**Opdracht:**
Wie benoemt de rechter volgens het tekstfragment bij voorkeur tot bewindvoerder als de rechthebbende geen uitdrukkelijke voorkeur heeft en geen partner of levensgezel heeft?

**Tekstfragment:**
########################################
3.Beoordeling van het middel

3.1
De onderdelen van het middel richten rechts- en motiveringsklachten tegen het oordeel van het hof in rov. 5.4. Het hof heeft de maatstaf van art. 1:435 lid 4 BW miskend door niet te onderzoeken of er bezwaren zijn tegen de benoeming van de andere broer tot bewindvoerder. Bovendien heeft het hof zijn beslissing die erop neerkomt dat de andere broer niet is benoemd tot bewindvoerder, niet begrijpelijk gemotiveerd. De overwegingen waarin het hof ingaat op feiten en omstandigheden die betrekking hebben op de verzoeker, kunnen de beslissing om de andere broer niet tot bewindvoerder te benoemen niet zelfstandig dragen. De stabiele financiële situatie die is ontstaan met de komst van een professionele bewindvoerder, is evenmin een voldoende reden om de benoeming van de andere broer tot bewindvoerder af te wijzen, aldus de klachten.
3.2
In gevallen waarin geen sprake is van een uitdrukkelijke voorkeur van de rechthebbende voor de als bewindvoerder te benoemen persoon, en de rechthebbende niet is gehuwd, een geregistreerd partnerschap is aangegaan of anderszins een levensgezel heeft, wordt door de rechter ingevolge art. 1:435 lid 4 BW bij voorkeur een van de ouders, kinderen, broers of zusters van de rechthebbende tot bewindvoerder benoemd. Indien de rechter aanleiding ziet om af te wijken van deze in de wet geregelde voorkeur, dient hij die beslissing op dit punt te motiveren (zie de conclusie van de Advocaat-Generaal onder 2.6).
########################################
**Beschikbaar materiaal:**
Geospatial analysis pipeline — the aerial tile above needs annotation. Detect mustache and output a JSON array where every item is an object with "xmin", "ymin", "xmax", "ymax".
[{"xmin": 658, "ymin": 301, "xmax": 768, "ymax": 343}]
########################################
**Antwoord:**
Een van de ouders, kinderen, broers of zusters van de rechthebbende.